> **Alıştırma görevi A**
Seçilmiş metinde "Şafak sökmüş, gün" sözcüklerini içeren yerle açılıp "güç, yazması da..." ile kapanan bölümü hiçbir değişiklik yapmadan geri döndürün.
> **Alıştırma görevi B**
Seçilmiş metne göre şu soruları yanıtlayın:
(i) Yazının tarihi nedir?
(ii) Aynalarda eski yüzler kahkaha atarken gökyüzü ne yapıyor?
(iii) Şiddet sarmalında kimler var?

> **Seçilmiş metin**
++++

Hikmet Çetinkaya

Hüzün topla bizim için...

16 Mart 2017 Perşembe

Geçmiş zaman masalının içinde kimi zaman umut, kimi zaman hüzün devşiriyorum...
Bunca yaşanmışların perdesini çekip şafağın türküsünü söylüyorum.
Bir çığlık, bir çocuk...
Hayatın akışına bakıyorum. Bulutları aralayıp arada bir kendini gösteren güneş, yağmur sularının üzerinde gezinirken, sınırsız bir acı duyuyorum.
Saatler durmuş...
Ben neredeyim, ne yapıyorum bilmiyorum.
Aynalarda eski yüzler kahkaha atarken gökyüzü ağlıyor bu saatlerde.
Şafak sökmüş, gün doğmuş...
Biliyorum sessizlik bize göre değil.
O anda gök kararıyor, içime hüzün düşüyor.
Şiddet sarmalında çocuklar, kadınlar...
Anlatması çok güç, yazması da...
İçimde bir kasırga...

++++

> **Veriler**

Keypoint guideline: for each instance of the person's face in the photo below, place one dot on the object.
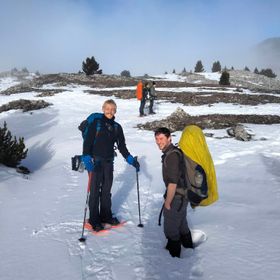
(109, 110)
(162, 141)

++++

> **Yazılı çözüm A**
Şafak sökmüş, gün doğmuş...
Biliyorum sessizlik bize göre değil.
O anda gök kararıyor, içime hüzün düşüyor.
Şiddet sarmalında çocuklar, kadınlar...
Anlatması çok güç, yazması da...

> **Yazılı çözüm B**
(i) 16 Mart 2017 Perşembe.
(ii) Ağlıyor.
(iii) Çocuklar ve kadınlar.